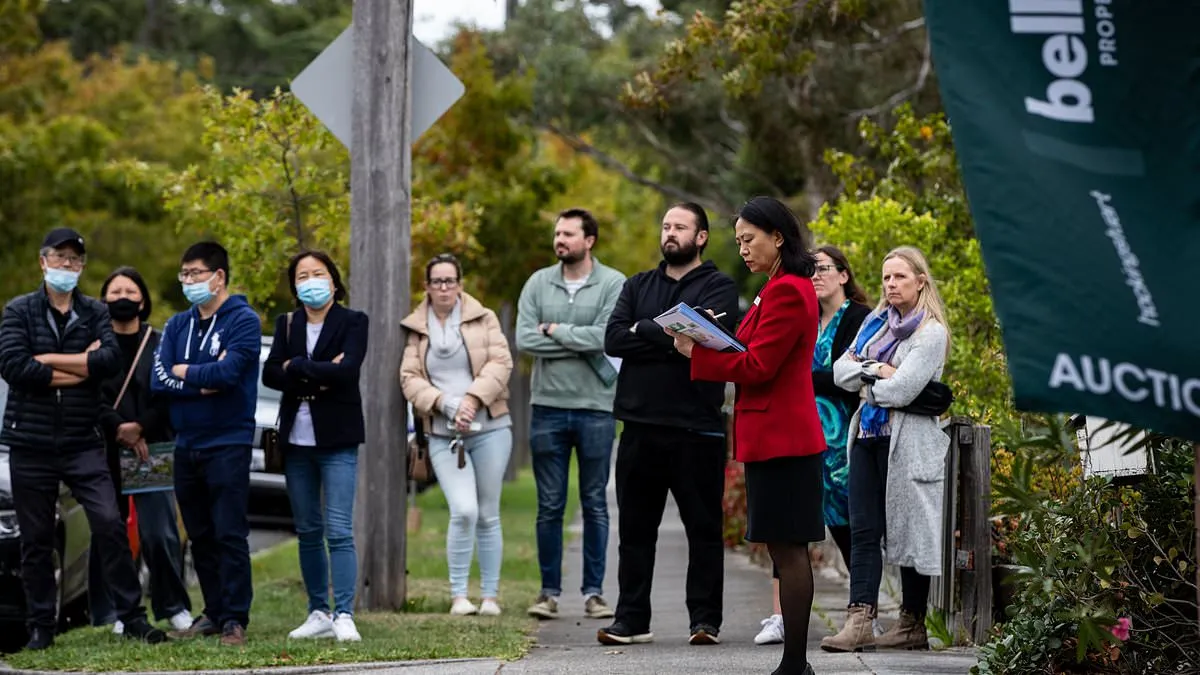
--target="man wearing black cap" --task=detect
[0,227,166,650]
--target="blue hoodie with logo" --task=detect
[150,295,263,449]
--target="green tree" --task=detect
[162,88,478,317]
[0,43,202,319]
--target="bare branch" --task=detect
[847,38,934,118]
[538,123,733,214]
[812,17,925,52]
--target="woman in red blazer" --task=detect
[673,197,826,675]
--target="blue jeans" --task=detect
[529,406,617,597]
[430,426,512,598]
[283,446,359,614]
[88,491,192,626]
[175,446,254,627]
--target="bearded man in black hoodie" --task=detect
[596,203,738,645]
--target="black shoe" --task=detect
[167,614,221,640]
[770,663,816,675]
[596,621,654,645]
[25,626,54,651]
[688,623,721,645]
[125,617,167,645]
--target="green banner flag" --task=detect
[925,0,1200,440]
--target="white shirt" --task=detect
[563,274,592,303]
[288,323,325,448]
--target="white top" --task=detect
[288,323,325,448]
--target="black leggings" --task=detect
[770,525,850,579]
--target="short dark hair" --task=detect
[288,251,346,303]
[179,241,229,279]
[554,208,600,240]
[814,244,868,305]
[738,197,817,279]
[425,253,462,283]
[100,267,154,321]
[667,202,708,253]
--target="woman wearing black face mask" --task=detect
[88,267,192,633]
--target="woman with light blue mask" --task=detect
[263,251,367,641]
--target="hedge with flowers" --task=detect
[973,418,1200,675]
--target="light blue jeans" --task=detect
[428,426,512,598]
[283,446,359,614]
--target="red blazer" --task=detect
[691,271,826,461]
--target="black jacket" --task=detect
[100,324,175,447]
[263,303,368,449]
[0,286,121,452]
[604,257,738,432]
[812,300,871,412]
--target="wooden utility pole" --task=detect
[350,0,413,610]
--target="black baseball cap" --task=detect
[42,227,88,253]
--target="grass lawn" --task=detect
[5,470,577,671]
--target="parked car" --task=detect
[250,336,292,527]
[0,380,91,651]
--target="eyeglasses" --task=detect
[179,269,212,283]
[43,251,88,269]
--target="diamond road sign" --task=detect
[292,25,467,150]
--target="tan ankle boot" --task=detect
[875,609,929,650]
[821,604,875,652]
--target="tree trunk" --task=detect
[350,0,413,610]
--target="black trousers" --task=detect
[616,422,726,631]
[10,446,145,629]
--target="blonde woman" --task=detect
[821,246,950,652]
[400,253,512,616]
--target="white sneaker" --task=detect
[450,598,479,616]
[334,611,362,643]
[169,609,192,631]
[288,609,334,640]
[754,614,784,645]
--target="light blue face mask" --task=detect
[184,279,214,305]
[296,277,334,310]
[44,267,79,293]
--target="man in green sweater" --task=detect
[517,209,625,619]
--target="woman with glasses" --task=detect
[263,251,368,643]
[400,253,512,616]
[754,246,871,645]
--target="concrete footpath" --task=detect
[350,468,976,675]
[0,468,976,675]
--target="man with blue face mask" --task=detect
[150,241,263,646]
[0,227,166,650]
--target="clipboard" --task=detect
[654,303,746,352]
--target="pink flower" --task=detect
[1112,616,1133,643]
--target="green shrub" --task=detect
[973,419,1200,675]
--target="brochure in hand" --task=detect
[121,443,175,495]
[654,303,746,352]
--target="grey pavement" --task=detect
[487,470,976,675]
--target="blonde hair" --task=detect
[875,246,950,357]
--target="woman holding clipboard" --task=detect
[671,197,826,675]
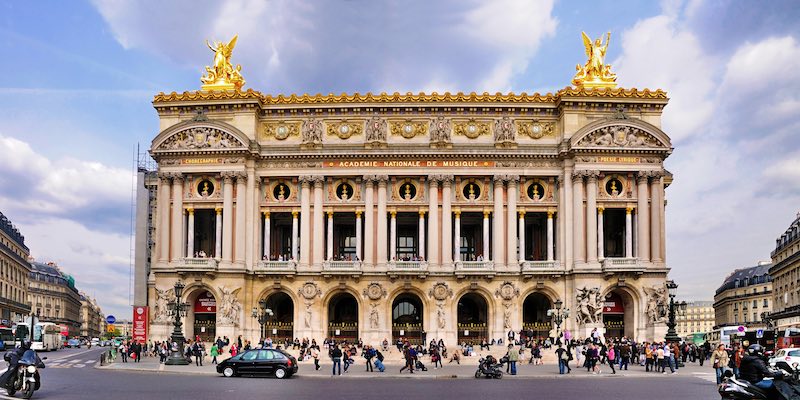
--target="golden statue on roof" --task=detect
[572,32,617,88]
[200,35,244,90]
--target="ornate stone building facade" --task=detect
[142,88,672,343]
[0,213,31,326]
[769,213,800,332]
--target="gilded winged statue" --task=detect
[200,35,244,90]
[572,32,617,87]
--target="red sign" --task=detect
[131,306,148,343]
[194,292,217,314]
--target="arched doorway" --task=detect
[603,290,635,340]
[392,293,425,345]
[522,293,553,339]
[261,292,294,342]
[328,293,358,343]
[457,293,491,344]
[191,290,217,342]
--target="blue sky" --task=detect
[0,0,800,317]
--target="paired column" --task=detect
[492,175,505,266]
[170,174,184,260]
[428,176,440,265]
[222,172,233,264]
[376,175,388,265]
[625,207,633,258]
[586,171,600,263]
[356,210,362,261]
[518,210,525,262]
[356,175,375,265]
[300,176,311,265]
[263,211,274,260]
[547,211,553,261]
[442,176,458,265]
[453,209,461,262]
[325,211,333,260]
[186,208,194,257]
[292,210,298,261]
[389,210,397,261]
[636,172,650,261]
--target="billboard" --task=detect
[131,306,148,343]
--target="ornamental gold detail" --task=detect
[453,119,491,139]
[572,32,617,88]
[262,121,301,140]
[389,120,428,139]
[516,121,556,139]
[325,121,364,140]
[200,35,244,91]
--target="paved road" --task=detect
[0,348,719,400]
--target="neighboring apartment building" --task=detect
[769,213,800,333]
[80,292,105,338]
[28,261,81,337]
[0,213,31,326]
[714,261,772,330]
[675,301,714,337]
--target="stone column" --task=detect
[586,171,599,263]
[572,171,586,264]
[428,176,439,265]
[356,175,375,265]
[376,175,394,265]
[506,175,524,268]
[650,172,661,263]
[356,210,362,261]
[492,175,506,267]
[311,176,325,265]
[325,211,333,260]
[262,211,274,260]
[625,207,633,258]
[547,211,553,261]
[453,209,461,262]
[214,207,222,260]
[597,207,606,261]
[442,176,455,265]
[418,210,428,260]
[170,174,183,260]
[157,172,172,263]
[292,210,298,261]
[186,208,194,257]
[299,176,311,265]
[518,210,525,262]
[389,210,397,261]
[482,210,492,261]
[636,172,650,261]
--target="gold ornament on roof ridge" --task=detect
[572,32,617,88]
[200,35,244,91]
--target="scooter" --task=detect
[3,349,47,399]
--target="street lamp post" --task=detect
[164,281,189,365]
[252,299,275,344]
[547,299,569,341]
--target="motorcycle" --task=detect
[4,349,47,399]
[475,356,503,379]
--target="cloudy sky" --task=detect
[0,0,800,317]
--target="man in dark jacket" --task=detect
[739,344,775,392]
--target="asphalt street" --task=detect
[0,348,719,400]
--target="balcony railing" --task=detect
[255,260,297,275]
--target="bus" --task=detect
[17,322,61,351]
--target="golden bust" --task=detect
[200,35,244,90]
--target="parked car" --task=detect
[217,349,297,379]
[769,347,800,367]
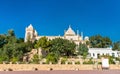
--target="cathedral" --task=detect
[24,24,89,45]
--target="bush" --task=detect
[46,53,59,64]
[75,61,80,64]
[83,59,94,64]
[68,62,72,64]
[61,57,67,64]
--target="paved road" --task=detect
[0,70,120,74]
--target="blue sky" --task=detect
[0,0,120,41]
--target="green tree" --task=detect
[112,41,120,51]
[32,54,40,64]
[34,37,51,53]
[78,43,88,59]
[50,38,76,57]
[46,53,59,64]
[89,35,112,48]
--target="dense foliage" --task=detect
[0,30,120,63]
[78,43,88,59]
[90,35,112,48]
[0,30,33,63]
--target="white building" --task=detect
[88,48,120,58]
[25,24,89,44]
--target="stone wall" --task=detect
[0,64,120,71]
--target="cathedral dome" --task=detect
[28,24,33,29]
[65,26,75,36]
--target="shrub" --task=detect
[75,61,80,64]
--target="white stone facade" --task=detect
[24,24,89,45]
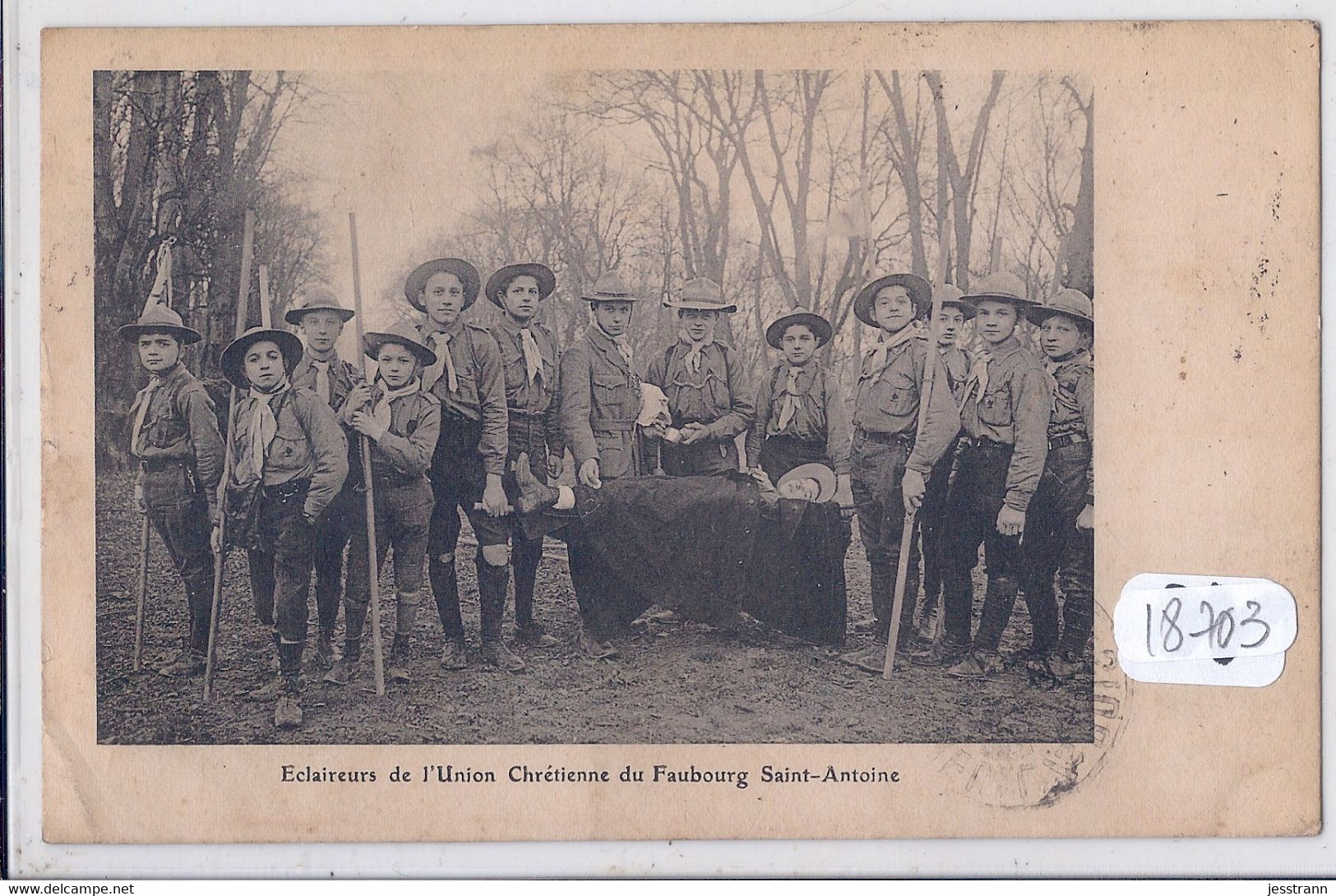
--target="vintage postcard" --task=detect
[41,21,1321,844]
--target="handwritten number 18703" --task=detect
[1146,597,1270,656]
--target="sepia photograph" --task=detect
[91,67,1103,745]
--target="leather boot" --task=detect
[511,537,557,648]
[246,629,284,702]
[476,557,524,672]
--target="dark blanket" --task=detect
[531,475,848,644]
[743,500,850,644]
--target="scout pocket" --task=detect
[223,479,261,550]
[979,386,1011,426]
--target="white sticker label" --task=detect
[1113,573,1297,688]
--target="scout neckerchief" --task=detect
[1043,349,1086,376]
[372,376,423,432]
[423,324,460,394]
[594,318,635,370]
[130,362,179,457]
[250,375,291,478]
[520,326,543,383]
[859,321,927,379]
[677,327,714,374]
[776,358,811,432]
[960,349,992,406]
[306,349,338,404]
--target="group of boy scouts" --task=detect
[119,258,1094,727]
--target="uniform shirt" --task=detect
[747,358,850,473]
[562,325,643,481]
[291,351,366,426]
[130,363,223,506]
[645,339,756,442]
[960,335,1053,513]
[853,325,960,475]
[490,316,566,455]
[417,318,506,475]
[370,381,441,477]
[1049,349,1094,503]
[231,387,348,521]
[939,346,974,404]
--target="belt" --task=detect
[1049,432,1090,451]
[139,457,188,473]
[853,427,914,445]
[960,436,1015,450]
[265,479,312,500]
[505,407,548,421]
[589,419,636,432]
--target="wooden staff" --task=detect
[205,208,255,700]
[135,513,148,672]
[348,211,385,695]
[882,284,946,680]
[259,265,274,330]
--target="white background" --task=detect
[4,0,1336,894]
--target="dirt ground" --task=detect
[96,475,1093,744]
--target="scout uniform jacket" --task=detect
[941,346,974,404]
[369,382,441,485]
[560,325,644,481]
[490,318,566,455]
[853,332,960,477]
[130,363,223,509]
[645,339,756,447]
[291,351,365,425]
[960,335,1053,513]
[230,387,348,521]
[1049,349,1094,505]
[747,358,850,473]
[417,319,506,475]
[291,351,366,487]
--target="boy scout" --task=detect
[747,308,850,492]
[214,327,348,727]
[914,272,1050,678]
[917,283,974,646]
[562,271,645,659]
[843,274,960,673]
[485,263,566,648]
[325,323,441,685]
[1021,290,1094,677]
[404,258,524,672]
[645,278,755,475]
[284,287,366,667]
[116,303,223,676]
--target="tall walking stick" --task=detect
[882,281,946,680]
[135,513,148,672]
[348,211,385,695]
[205,208,255,700]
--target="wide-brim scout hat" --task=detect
[218,327,302,389]
[964,271,1038,312]
[580,270,640,302]
[116,303,205,346]
[765,306,835,349]
[483,261,557,308]
[664,276,737,314]
[775,464,836,503]
[1024,289,1094,327]
[404,258,483,311]
[284,287,353,325]
[932,283,978,321]
[362,321,436,367]
[853,274,932,327]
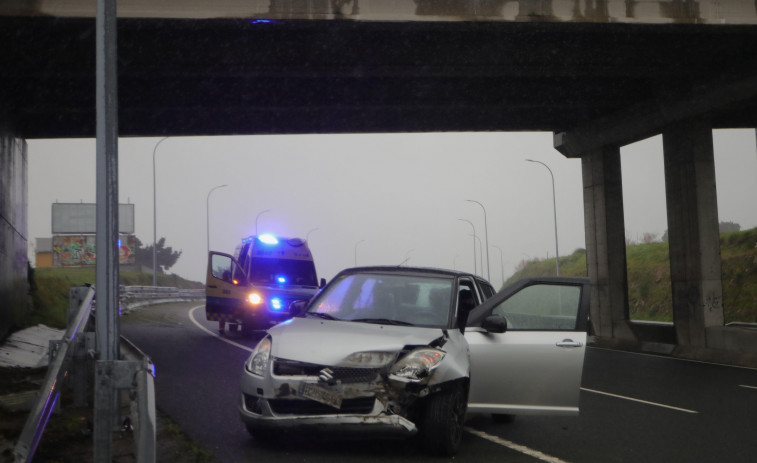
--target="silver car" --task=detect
[239,267,588,455]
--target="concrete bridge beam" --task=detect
[662,121,723,347]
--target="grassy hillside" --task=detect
[506,228,757,323]
[25,268,205,328]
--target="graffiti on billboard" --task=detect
[53,235,136,267]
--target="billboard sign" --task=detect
[53,235,137,267]
[52,203,134,235]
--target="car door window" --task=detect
[492,284,581,331]
[210,254,236,283]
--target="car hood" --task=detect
[268,318,444,365]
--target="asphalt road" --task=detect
[121,303,757,463]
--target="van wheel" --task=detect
[242,315,257,336]
[421,386,468,456]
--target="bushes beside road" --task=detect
[505,228,757,323]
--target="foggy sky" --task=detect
[28,130,757,287]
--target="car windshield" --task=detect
[308,273,454,328]
[250,258,318,286]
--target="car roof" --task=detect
[337,265,478,281]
***
In the rows from the start through the line that contains "[812,17,925,52]", change "bare branch" to "leafless branch" and give those lines again with nothing else altered. Leave out the pictures.

--target="man wearing black cap" --task=detect
[0,227,166,650]
--target="blue hoodie with logo" --task=detect
[150,295,263,449]
--target="green tree" --task=detect
[162,88,478,317]
[0,43,202,319]
--target="leafless branch" --task=detect
[847,38,934,118]
[538,123,733,214]
[812,17,925,52]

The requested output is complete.